[Exercise directions]:
The records below should be written out again, exactly.

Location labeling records

=-=-=-=-=

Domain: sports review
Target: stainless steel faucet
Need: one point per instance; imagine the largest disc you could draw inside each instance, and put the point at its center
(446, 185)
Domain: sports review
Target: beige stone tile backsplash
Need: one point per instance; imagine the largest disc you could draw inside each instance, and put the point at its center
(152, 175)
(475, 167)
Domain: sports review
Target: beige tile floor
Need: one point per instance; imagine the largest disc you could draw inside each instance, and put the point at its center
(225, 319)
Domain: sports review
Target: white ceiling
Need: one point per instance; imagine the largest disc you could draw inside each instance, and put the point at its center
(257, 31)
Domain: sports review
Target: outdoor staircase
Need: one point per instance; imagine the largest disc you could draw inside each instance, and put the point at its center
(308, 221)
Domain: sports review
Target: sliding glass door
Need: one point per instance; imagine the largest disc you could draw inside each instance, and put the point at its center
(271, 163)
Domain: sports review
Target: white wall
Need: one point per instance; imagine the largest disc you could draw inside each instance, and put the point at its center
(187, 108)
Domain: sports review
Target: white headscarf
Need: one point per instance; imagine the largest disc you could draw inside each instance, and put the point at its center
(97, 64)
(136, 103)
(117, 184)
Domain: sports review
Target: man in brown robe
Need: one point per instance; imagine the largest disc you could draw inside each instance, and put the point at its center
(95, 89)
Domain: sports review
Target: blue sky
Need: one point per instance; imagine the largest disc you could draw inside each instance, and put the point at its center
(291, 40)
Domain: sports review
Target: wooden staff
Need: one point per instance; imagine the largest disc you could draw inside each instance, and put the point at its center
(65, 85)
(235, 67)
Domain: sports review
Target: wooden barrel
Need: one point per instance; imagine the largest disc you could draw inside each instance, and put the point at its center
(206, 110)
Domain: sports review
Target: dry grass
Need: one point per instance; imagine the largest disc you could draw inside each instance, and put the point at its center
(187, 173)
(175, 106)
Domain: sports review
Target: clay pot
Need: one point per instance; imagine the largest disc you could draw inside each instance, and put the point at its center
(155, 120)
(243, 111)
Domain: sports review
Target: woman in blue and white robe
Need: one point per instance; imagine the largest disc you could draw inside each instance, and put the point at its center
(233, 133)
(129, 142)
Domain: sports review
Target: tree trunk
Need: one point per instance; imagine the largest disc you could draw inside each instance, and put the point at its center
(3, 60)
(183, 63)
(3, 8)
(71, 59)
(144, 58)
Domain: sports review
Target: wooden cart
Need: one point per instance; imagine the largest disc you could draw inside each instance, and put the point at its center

=-=-=-=-=

[Task output]:
Domain: sports review
Target: stainless steel faucet
Need: one point per instance; imagine the largest disc you could draw inside each instance, and put the point at its center
(446, 185)
Domain: sports review
Target: beige stone tile backsplash
Need: one point per instance; imagine the largest disc you could draw inside each instance, and put the point at its center
(152, 175)
(475, 167)
Domain: sports review
Target: beige tile floor
Need: one point per instance; imagine the largest disc you could draw inside each instance, and put the point at its center
(225, 319)
Domain: sports review
Target: white ceiling
Need: one point per instance; imagine the largest disc you could draw inside each instance, and put the point at its center
(257, 31)
Domain: sports review
Target: outdoor staircase
Need: one point per instance; imagine the largest disc you could draw inside each instance, and put the point at its center
(308, 221)
Domain: sports review
Target: sliding glass door
Need: one point per instance; imagine the largest disc you could draw inside each instance, and put the point at its center
(271, 163)
Domain: sports review
Target: white wall
Need: one point per instance; imagine the largest disc you could draw inside each instance, and put the point at its center
(187, 108)
Domain: sports review
Target: white headscarf
Need: one point per instance; imagine the largest disc you could draw inside each instance, and put the point at its center
(97, 64)
(136, 103)
(117, 184)
Domain: sports review
Target: man in brown robe
Need: one point per instance; imagine the largest disc you could draw inside each instance, and put the point at its center
(95, 89)
Domain: sports review
Target: blue sky
Need: one point per instance; imagine the largest disc you could draw inside each instance, and put the point at its center
(291, 40)
Domain: sports review
Target: wooden staff
Need: one point per instance; imagine the largest disc you could draw inside each instance, and put the point at its center
(65, 85)
(235, 67)
Domain: sports review
Target: wooden barrel
Need: one point per instance; imagine the largest disc you could draw inside each instance, and put the point at its center
(206, 110)
Domain: sports review
Target: dry grass
Need: one point per instance; imagine the largest disc you could draw inside each instance, and put the point at its center
(187, 173)
(175, 106)
Domain: sports review
Target: clay pot
Need: one point per instance; imagine the largest disc you could draw inside each instance, and put the point at its center
(155, 120)
(243, 111)
Domain: sports review
Target: woman in blue and white robe
Need: one point per instance; imagine the largest disc you could draw inside each instance, and put the point at its center
(233, 133)
(129, 142)
Domain: sports review
Target: tree trunk
Need: one point per instance; imagine the largest disc you could draw inside each instance, and put the point at its center
(3, 60)
(183, 63)
(3, 8)
(71, 59)
(144, 58)
Domain: sports review
Target: wooden cart
Need: one point per instance; imagine the largest disc you could draw inside each instance, and put the point at its center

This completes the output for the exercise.